### WHAT THIS TASK INVOLVES
Restate the entries below exactly, and keep all images out of the answer.

DATA UNDER STUDY section start

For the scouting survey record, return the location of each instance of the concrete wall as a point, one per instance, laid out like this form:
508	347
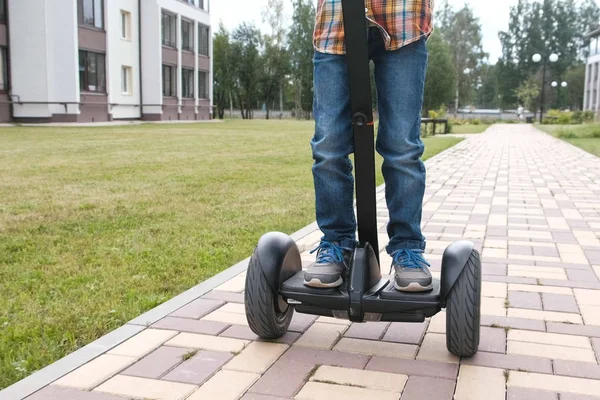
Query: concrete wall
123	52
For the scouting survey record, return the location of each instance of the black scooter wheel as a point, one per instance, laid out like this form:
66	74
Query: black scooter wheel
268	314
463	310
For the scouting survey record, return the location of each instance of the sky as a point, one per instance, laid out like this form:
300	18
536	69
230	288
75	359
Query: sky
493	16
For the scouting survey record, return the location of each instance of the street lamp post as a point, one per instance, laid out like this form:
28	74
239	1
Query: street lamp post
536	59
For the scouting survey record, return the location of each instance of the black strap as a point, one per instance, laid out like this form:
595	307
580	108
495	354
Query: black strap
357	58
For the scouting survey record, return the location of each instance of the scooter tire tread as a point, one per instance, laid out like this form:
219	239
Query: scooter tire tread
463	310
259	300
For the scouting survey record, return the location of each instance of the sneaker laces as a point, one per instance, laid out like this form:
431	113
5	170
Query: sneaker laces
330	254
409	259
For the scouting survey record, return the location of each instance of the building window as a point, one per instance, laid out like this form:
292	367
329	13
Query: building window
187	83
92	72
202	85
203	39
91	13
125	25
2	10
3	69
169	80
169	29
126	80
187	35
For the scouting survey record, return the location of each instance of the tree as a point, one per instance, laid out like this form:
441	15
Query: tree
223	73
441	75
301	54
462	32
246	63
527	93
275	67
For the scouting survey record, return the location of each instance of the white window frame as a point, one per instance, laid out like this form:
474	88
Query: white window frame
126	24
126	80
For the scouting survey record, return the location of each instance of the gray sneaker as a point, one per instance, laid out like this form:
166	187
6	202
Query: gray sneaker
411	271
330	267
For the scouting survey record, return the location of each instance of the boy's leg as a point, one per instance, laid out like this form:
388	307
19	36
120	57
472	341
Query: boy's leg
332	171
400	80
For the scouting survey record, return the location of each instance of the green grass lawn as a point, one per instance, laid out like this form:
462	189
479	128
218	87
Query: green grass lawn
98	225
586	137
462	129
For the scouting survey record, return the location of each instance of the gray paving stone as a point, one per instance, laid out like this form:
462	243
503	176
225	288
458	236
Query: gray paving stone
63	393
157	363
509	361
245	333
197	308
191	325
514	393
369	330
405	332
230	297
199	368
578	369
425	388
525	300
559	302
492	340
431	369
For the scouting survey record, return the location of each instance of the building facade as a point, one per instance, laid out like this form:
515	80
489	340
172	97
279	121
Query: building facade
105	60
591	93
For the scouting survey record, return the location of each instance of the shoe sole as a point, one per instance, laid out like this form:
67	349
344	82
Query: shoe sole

DATA UNDER STUDY section end

### WRITTEN ANSWER
For the scouting survey record, return the location of each instance of the concrete wall as a point, one per instance, laid out like this form:
508	347
Query: concrete wall
123	52
For the scouting survey record, return the location of each instance of the black scooter wheel as a point, one per instance, laid out like this form:
66	74
Query: black scooter wheel
268	314
463	310
For the scouting survey record, return the location of each instance of the sky as a point, one per instance, laid out like this form:
300	18
536	69
230	288
75	359
Query: sky
493	16
For the scouting survey record, return the location of each instance of the street lamp post as a point, one per instance, laid out like this form:
28	74
239	1
Query: street lamp post
536	59
For the scouting survey record, return the location of each instance of the black strap as a point, one per instance, laid out like this form:
595	307
580	108
495	354
Query: black strap
357	58
For the scouting survey record, return the location of each instance of the scooter tire tread as a point, one per instance, laid out like this form:
219	239
Query: scooter tire tread
463	310
259	300
For the scouting survey record, return the location of each instance of the sneaker laces as a point, one per instance, laid out like this form:
431	113
5	170
Query: sneaker laces
330	254
409	259
For the scouting survey record, return the location of each instance of the building window as a point, one per instance, laid out like this form:
292	367
329	13
Query: building window
187	83
92	72
202	85
203	39
91	13
125	25
2	10
3	69
169	80
169	29
126	80
187	35
For the scouting survey record, return the location of each instance of the tree as a point, one per instance, laid out like this form:
441	15
Query: tree
223	73
441	75
301	54
462	32
246	63
527	93
275	67
For the scouting survey record, return the location of each instance of the white window frame as a point, one per instance, laid out like this form:
474	88
Query: white window frame
126	24
126	80
For the scouting survey record, return the location of each instance of the gray sneaker as a point, one per instance, laid out like this form:
166	187
6	202
Query: gray sneaker
411	271
330	267
For the scouting survey record, return the location of each instance of the boy's leg as a point, one per instance, laid out like this form:
388	307
19	36
120	57
472	341
Query: boy's leg
332	171
400	80
For the scouting survey record, return the location of each instance of the green grass lawn as a point, one per instance, laid out like this form:
462	189
479	128
218	87
Query: green grass lawn
98	225
586	137
462	129
For the scouting survey record, return the location of each instance of the gray paving stone as a point, one per instance, laid out like this form:
462	243
503	176
225	288
458	236
Query: gray paving stone
63	393
157	363
509	361
245	333
197	308
191	325
514	393
369	330
405	332
230	297
199	368
578	369
425	388
525	300
559	302
492	340
431	369
For the scouting survey record, return the location of each instance of the building facade as a point, one per instance, laid out like this form:
515	80
489	340
172	97
279	121
Query: building facade
105	60
591	93
For the scouting survey record, return the location of each instance of the shoe sole as a point, one per instance, laid out like this form:
67	349
344	82
Query: shoe sole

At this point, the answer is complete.